Your task: Return, word for word, every entry in the listing below, but not its images.

----

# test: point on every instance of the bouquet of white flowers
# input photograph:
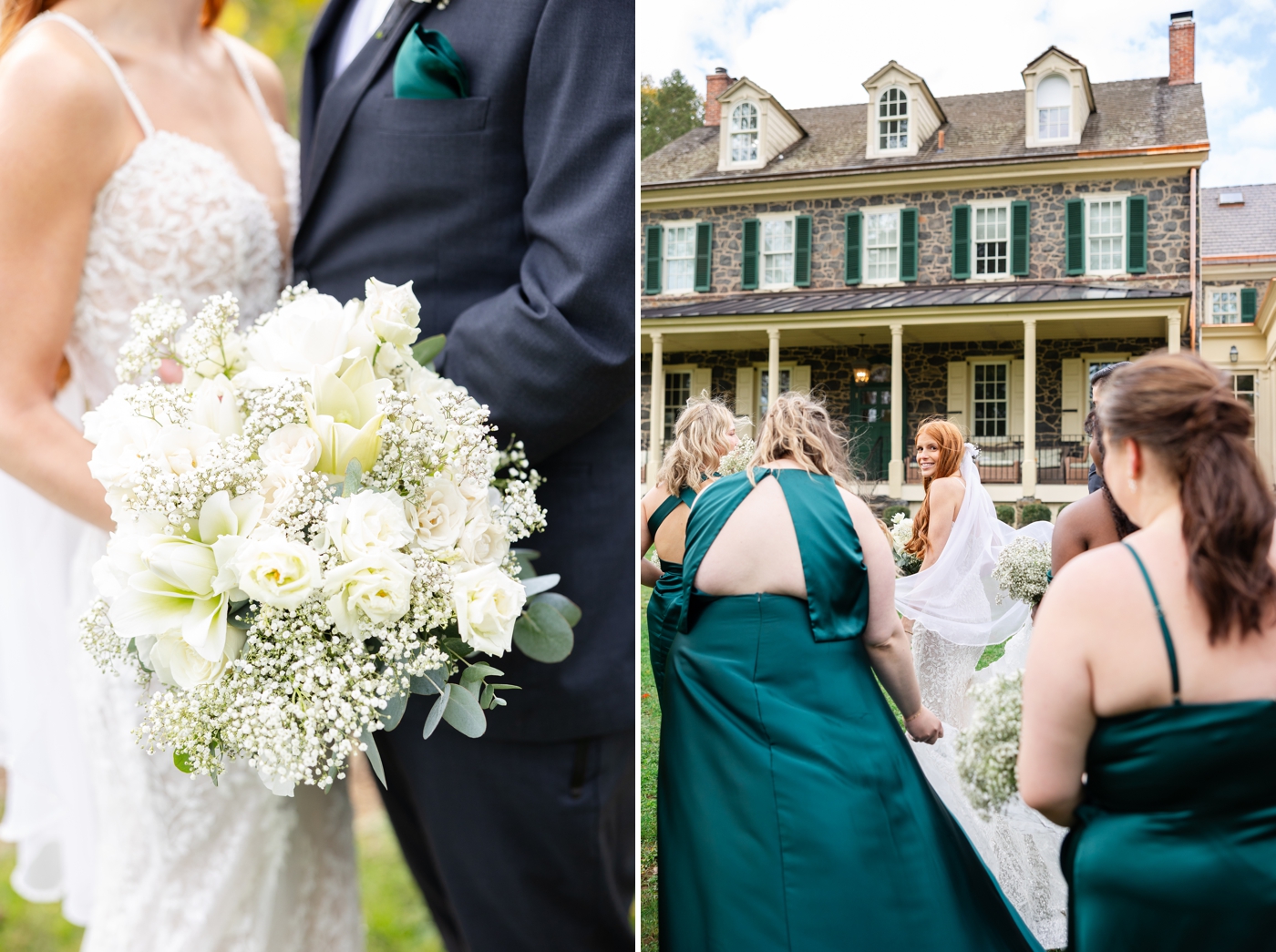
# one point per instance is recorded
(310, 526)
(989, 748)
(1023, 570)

----

Worked solution:
# test: point on every instance of the bouquet of white flowers
# input photograph:
# one point per instance is recorded
(310, 526)
(989, 748)
(1023, 570)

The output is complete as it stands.